Menemsha Fish Market
Back on the road, we had to drive three sides of Menemsha Pond to get to the village of Menemsha in Chilmark. There is also a small ferry here too for a more direct trip. Most of the restaurants that I had read about in Menemsha such as Larsen’s and Home Port were either closed for the season or closed for good. The only game in town was Menemsha Fish Market which, other than selling fish, is a seafood stand. With both kids still asleep, we ordered two lobster rolls for ourselves. They woke up in just enough time to watch us eat them next to Menemsha Beach. These were hot lobster rolls! The meat was delicious, the bun perfectly grilled with a generous amount of butter complementing the lobster.
Heading back, we drove through Vineyard Haven and Oak Bluffs before heading back to the hotel.
The Wharf
After a few hours of lounging around and playing catch outside at the Harbor View, we chose to eat at the Wharf in Edgartown. The Wharf is a classic family restaurant and pub. With a dark interior and an extensive bar, it really feels cozy and would be perfect in wintertime. The menu had something for everyone, including chicken fingers for the kids and a seafood and pasta dish for me.
Murdick’s Fudge
Trying to satiate our sweet tooth, we had to stop at Murdick’s Fudge which is close by to The Wharf in Edgartown. We picked a piece of chocolate and a piece of chocolate peanut butter to take with us.
+ + + + +
Work order:
Write out the stretch of the Martha's Vineyard food text from "Heading back, we" through "take with us.", word for word.
+ + + + +
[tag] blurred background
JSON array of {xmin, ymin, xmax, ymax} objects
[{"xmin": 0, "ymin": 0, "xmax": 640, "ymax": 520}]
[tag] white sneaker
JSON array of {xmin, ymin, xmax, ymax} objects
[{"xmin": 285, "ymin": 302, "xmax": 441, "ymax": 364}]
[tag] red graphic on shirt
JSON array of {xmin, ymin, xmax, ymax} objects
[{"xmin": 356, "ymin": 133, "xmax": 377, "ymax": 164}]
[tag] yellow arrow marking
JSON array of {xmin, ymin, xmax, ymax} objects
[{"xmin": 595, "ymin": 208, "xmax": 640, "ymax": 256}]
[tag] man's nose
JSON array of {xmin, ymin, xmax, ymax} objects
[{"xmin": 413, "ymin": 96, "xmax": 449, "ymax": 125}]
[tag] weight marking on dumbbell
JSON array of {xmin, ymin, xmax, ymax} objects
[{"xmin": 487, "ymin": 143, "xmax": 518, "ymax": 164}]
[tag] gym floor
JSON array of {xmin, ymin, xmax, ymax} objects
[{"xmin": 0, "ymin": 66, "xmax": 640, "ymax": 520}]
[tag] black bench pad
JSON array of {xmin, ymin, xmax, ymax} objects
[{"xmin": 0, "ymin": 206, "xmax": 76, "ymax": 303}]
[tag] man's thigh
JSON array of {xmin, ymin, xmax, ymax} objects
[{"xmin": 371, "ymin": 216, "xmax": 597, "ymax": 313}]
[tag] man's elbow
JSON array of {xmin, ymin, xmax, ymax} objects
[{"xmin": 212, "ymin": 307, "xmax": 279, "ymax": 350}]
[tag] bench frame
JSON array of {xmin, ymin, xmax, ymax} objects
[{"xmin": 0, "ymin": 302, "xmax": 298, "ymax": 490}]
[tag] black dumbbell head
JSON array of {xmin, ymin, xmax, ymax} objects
+ + + + +
Exercise output:
Heading back, we drove through Vineyard Haven and Oak Bluffs before heading back to the hotel.
The Wharf
After a few hours of lounging around and playing catch outside at the Harbor View, we chose to eat at the Wharf in Edgartown. The Wharf is a classic family restaurant and pub. With a dark interior and an extensive bar, it really feels cozy and would be perfect in wintertime. The menu had something for everyone, including chicken fingers for the kids and a seafood and pasta dish for me.
Murdick’s Fudge
Trying to satiate our sweet tooth, we had to stop at Murdick’s Fudge which is close by to The Wharf in Edgartown. We picked a piece of chocolate and a piece of chocolate peanut butter to take with us.